## Task requirements
Reproduce word for word the part of the Lord Falkland biography that runs from "About the time" up to and including "earl of Essex[2].".

* * * * *

CARY LUCIUS, Lord Viscount FALKLAND,

The son of Henry, lord viscount Falkland, was born at Burford in Oxfordshire, about the year 1610[1]. For some years he received his education in Ireland, where his father carried him when he was appointed Lord Deputy of that kingdom in 1622; he had his academical learning in Trinity College in Dublin, and in St. John's College, Cambridge. Clarendon relates, "that before he came to be twenty years of age, he was master of a noble fortune, which descended to him by the gift of a grandfather, without passing through his father or mother, who were both alive; shortly after that, and before he was of age, being in his inclination a great lover of the military life, he went into the low countries in order to procure a command, and to give himself up to it, but was diverted from it by the compleat inactivity of that summer." He returned to England, and applied himself to a severe course of study; first to polite literature and poetry, in which he made several successful attempts. In a very short time he became perfectly master of the Greek tongue; accurately read all the Greek historians, and before he was twenty three years of age, he had perused all the Greek and Latin Fathers.

About the time of his father's death, in 1633, he was made one of the Gentlemen of his Majesty's Privy Chamber, notwithstanding which he frequently retired to Oxford, to enjoy the conversation of learned and ingenious men. In 1639 he was engaged in an expedition against the Scots, and though he received some disappointment in a command of a troop of horse, of which he had a promise, he went a volunteer with the earl of Essex[2].

## Provided data
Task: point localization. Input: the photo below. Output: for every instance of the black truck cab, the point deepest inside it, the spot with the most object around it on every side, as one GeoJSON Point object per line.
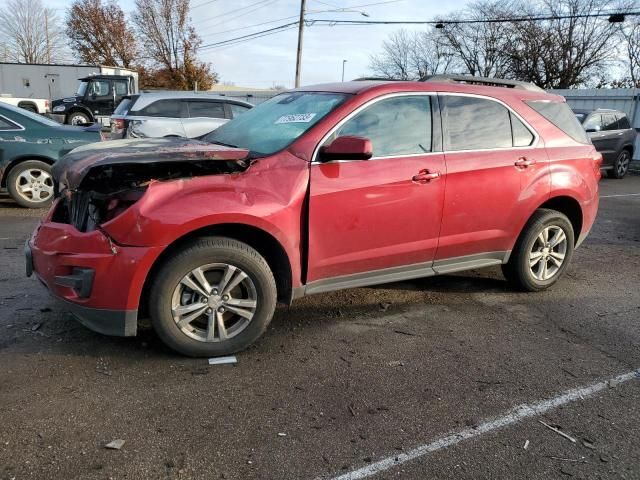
{"type": "Point", "coordinates": [97, 96]}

## Complete response
About the time of his father's death, in 1633, he was made one of the Gentlemen of his Majesty's Privy Chamber, notwithstanding which he frequently retired to Oxford, to enjoy the conversation of learned and ingenious men. In 1639 he was engaged in an expedition against the Scots, and though he received some disappointment in a command of a troop of horse, of which he had a promise, he went a volunteer with the earl of Essex[2].